- _STATED PROBLEM 1_
Answer these questions using the text on defining categories:
(a) What does addition modulo 3 assign to two numbers?
(b) What single object does category A' have?
(c) In category A', which morphism is the identity for the only object?
- _STATED PROBLEM 2_
In the text on defining categories, transcribe everything from "The definitions of" down to "to two paths.".

The definitions of the categories are fundamentally flawed. I suggest that you go back to the definition of a category and try to understand why what you've written down doesn't work out. A morphism is an arrow from one object to another, so "its only morphism is addition modulo $3$" doesn't make sense: addition modulo $3$ assigns a third number to two numbers, which isn't what we need to define a morphism. The same for path composition, which assigns a third path to two paths.

Here are three categories that have some similarity with what you've written; perhaps one or two of them are what you were trying to get at.

Category $A'$ has one object, the set $\mathbb Z_3=\{0,1,2\}$. For every $n\in\mathbb Z_3$, there is one morphism from $\mathbb Z_3$ to $\mathbb Z_3$, namely the function that sends $x$ to $x+n\bmod3$. Composing the morphisms corresponding to $n_1$ and $n_2$ yields the morphism corresponding to $n_1+n_2\bmod3$. The identity morphism for the only object is the one corresponding to $n=0$.

- _EXCERPTED RECORDS_
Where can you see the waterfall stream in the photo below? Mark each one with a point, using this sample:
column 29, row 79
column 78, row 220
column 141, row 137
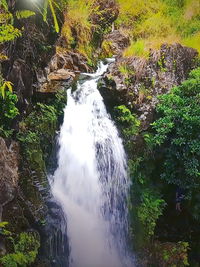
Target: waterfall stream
column 91, row 183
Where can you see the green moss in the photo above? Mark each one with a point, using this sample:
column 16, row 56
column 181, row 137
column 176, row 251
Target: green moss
column 25, row 251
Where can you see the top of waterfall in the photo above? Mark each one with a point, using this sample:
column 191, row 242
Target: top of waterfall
column 102, row 68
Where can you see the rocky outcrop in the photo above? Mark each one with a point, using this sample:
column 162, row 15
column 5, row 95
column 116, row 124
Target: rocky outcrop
column 117, row 41
column 107, row 13
column 8, row 172
column 137, row 82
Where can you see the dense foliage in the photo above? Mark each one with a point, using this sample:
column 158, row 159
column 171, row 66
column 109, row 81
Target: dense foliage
column 8, row 111
column 177, row 131
column 25, row 251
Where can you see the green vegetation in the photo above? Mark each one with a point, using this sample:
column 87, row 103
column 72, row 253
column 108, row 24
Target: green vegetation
column 25, row 251
column 177, row 130
column 128, row 124
column 171, row 254
column 149, row 210
column 8, row 111
column 36, row 133
column 151, row 23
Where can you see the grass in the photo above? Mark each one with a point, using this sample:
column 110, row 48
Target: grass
column 77, row 28
column 150, row 23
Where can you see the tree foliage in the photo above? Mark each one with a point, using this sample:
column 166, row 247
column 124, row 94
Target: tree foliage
column 177, row 131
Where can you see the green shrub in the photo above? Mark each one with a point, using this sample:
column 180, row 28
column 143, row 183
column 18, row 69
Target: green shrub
column 25, row 251
column 177, row 132
column 149, row 210
column 8, row 111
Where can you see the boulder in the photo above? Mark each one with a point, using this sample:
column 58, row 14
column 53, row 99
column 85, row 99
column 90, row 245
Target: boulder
column 137, row 82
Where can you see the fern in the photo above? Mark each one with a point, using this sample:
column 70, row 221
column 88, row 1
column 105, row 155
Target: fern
column 4, row 4
column 8, row 33
column 6, row 85
column 23, row 14
column 54, row 15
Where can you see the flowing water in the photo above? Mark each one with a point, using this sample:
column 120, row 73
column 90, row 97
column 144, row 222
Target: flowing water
column 91, row 182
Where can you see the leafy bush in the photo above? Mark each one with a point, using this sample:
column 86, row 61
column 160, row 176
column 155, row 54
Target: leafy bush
column 177, row 131
column 129, row 124
column 171, row 254
column 8, row 111
column 149, row 210
column 25, row 251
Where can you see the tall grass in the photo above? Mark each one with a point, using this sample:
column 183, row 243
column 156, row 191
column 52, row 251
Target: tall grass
column 77, row 27
column 153, row 22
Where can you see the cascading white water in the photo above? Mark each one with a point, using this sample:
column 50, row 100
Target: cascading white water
column 91, row 182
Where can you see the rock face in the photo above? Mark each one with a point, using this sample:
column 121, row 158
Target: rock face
column 118, row 41
column 137, row 82
column 8, row 172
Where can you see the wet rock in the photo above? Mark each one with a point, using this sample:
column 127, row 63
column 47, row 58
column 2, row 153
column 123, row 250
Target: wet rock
column 8, row 172
column 61, row 75
column 118, row 41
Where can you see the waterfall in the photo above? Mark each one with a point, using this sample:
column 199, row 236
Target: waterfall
column 91, row 182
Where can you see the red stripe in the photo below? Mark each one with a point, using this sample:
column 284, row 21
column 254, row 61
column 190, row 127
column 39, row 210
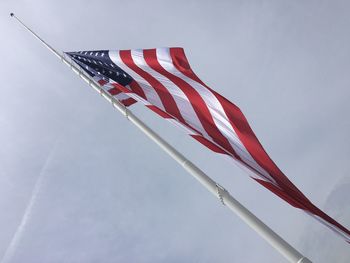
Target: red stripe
column 195, row 99
column 286, row 190
column 102, row 82
column 135, row 87
column 128, row 102
column 236, row 118
column 159, row 112
column 164, row 95
column 114, row 91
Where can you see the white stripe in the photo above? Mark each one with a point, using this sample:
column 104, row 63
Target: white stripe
column 151, row 94
column 216, row 110
column 181, row 100
column 121, row 96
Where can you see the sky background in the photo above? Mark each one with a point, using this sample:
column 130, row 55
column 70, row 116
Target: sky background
column 105, row 193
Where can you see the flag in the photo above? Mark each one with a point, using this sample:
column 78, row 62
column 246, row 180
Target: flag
column 163, row 81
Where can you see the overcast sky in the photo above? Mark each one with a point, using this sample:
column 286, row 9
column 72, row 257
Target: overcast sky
column 103, row 192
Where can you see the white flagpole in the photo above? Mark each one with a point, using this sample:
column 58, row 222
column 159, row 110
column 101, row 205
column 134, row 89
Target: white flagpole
column 290, row 253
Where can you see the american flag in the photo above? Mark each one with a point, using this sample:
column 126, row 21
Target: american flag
column 163, row 81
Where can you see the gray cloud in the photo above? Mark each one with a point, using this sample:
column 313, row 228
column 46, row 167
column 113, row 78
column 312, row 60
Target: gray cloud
column 112, row 195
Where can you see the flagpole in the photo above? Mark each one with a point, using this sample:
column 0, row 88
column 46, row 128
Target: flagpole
column 289, row 252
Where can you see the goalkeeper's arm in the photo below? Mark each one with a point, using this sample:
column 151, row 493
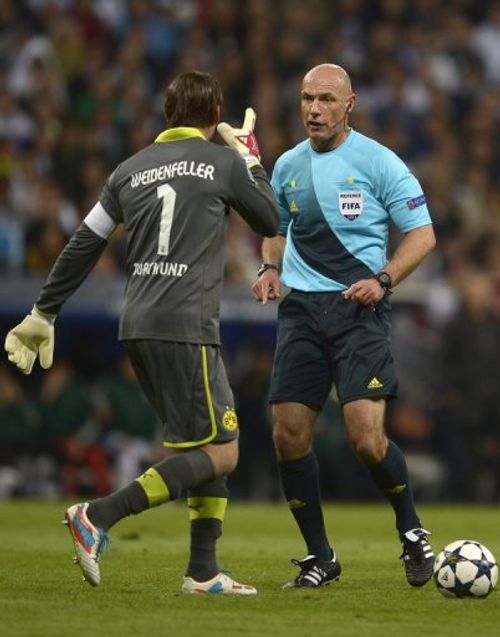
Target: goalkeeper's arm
column 34, row 336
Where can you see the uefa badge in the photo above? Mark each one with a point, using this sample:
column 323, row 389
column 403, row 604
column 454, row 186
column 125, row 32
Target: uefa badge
column 351, row 204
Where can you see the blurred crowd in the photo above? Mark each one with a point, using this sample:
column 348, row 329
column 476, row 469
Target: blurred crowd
column 81, row 88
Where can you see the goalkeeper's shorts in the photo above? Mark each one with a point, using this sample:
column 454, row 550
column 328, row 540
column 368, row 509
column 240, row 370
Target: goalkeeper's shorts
column 188, row 387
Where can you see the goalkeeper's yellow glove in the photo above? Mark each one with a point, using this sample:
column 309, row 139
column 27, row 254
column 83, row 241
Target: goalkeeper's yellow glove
column 32, row 337
column 243, row 139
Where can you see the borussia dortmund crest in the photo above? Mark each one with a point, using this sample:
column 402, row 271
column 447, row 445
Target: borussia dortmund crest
column 229, row 419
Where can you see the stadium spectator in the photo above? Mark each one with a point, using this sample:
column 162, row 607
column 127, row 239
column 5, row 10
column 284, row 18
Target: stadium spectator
column 333, row 325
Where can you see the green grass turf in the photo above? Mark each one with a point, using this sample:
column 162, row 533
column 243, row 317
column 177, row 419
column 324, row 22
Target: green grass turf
column 41, row 592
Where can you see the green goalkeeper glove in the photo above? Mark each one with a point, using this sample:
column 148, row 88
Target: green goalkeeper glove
column 32, row 337
column 243, row 139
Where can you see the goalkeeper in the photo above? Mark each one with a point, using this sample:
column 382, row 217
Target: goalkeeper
column 173, row 198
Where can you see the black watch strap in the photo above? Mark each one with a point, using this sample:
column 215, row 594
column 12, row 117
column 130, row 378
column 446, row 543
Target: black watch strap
column 385, row 281
column 267, row 266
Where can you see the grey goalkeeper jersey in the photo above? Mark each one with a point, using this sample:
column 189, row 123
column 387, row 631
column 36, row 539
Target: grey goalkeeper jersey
column 173, row 198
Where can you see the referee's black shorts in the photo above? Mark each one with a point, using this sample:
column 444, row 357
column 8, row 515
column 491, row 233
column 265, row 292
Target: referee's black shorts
column 324, row 339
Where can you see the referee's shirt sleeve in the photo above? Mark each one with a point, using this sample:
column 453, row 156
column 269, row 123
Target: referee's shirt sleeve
column 402, row 194
column 284, row 210
column 252, row 196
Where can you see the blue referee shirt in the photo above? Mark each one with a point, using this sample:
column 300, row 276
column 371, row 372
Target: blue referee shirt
column 336, row 208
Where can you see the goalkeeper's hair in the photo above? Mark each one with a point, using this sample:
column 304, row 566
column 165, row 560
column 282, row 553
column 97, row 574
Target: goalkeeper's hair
column 192, row 99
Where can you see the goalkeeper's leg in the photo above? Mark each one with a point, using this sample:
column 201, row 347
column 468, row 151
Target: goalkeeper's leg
column 164, row 482
column 207, row 506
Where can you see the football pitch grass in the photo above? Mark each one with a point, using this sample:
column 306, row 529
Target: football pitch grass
column 42, row 593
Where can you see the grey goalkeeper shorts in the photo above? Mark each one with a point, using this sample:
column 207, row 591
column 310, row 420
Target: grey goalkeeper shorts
column 188, row 387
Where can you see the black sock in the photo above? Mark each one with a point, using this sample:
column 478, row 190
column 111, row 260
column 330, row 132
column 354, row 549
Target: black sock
column 164, row 482
column 391, row 477
column 105, row 512
column 207, row 506
column 299, row 479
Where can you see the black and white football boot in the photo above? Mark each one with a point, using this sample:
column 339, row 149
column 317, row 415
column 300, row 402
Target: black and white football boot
column 315, row 572
column 417, row 556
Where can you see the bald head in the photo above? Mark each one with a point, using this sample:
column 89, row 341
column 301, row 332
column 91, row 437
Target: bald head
column 332, row 74
column 327, row 99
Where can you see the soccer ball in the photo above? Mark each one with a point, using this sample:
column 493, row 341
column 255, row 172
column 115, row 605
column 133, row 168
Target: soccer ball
column 465, row 568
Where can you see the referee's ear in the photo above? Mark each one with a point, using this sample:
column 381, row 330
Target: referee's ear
column 216, row 116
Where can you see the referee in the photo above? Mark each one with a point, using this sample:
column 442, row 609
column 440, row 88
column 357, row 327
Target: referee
column 173, row 199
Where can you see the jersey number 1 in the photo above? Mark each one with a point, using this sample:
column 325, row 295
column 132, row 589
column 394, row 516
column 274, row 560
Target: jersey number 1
column 167, row 194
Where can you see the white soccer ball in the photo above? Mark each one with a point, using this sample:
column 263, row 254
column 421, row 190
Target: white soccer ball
column 465, row 568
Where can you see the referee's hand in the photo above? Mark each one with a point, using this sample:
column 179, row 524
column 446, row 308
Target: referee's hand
column 267, row 287
column 365, row 291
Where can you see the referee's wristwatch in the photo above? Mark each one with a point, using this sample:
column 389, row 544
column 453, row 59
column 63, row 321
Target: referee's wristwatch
column 266, row 266
column 385, row 281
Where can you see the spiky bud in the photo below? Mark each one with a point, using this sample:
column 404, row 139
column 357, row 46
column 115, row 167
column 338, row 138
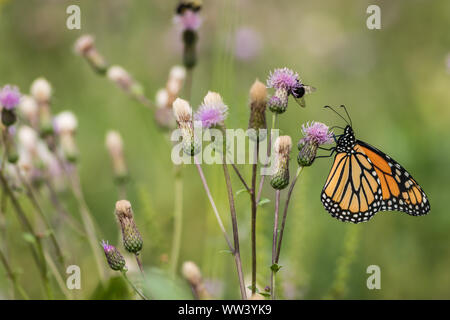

- _FULL SOLUTION 1_
(a) A third number.
(b) The set Z_3 = {0, 1, 2}.
(c) The morphism corresponding to n = 0.

- _FULL SOLUTION 2_
The definitions of the categories are fundamentally flawed. I suggest that you go back to the definition of a category and try to understand why what you've written down doesn't work out. A morphism is an arrow from one object to another, so "its only morphism is addition modulo $3$" doesn't make sense: addition modulo $3$ assigns a third number to two numbers, which isn't what we need to define a morphism. The same for path composition, which assigns a third path to two paths.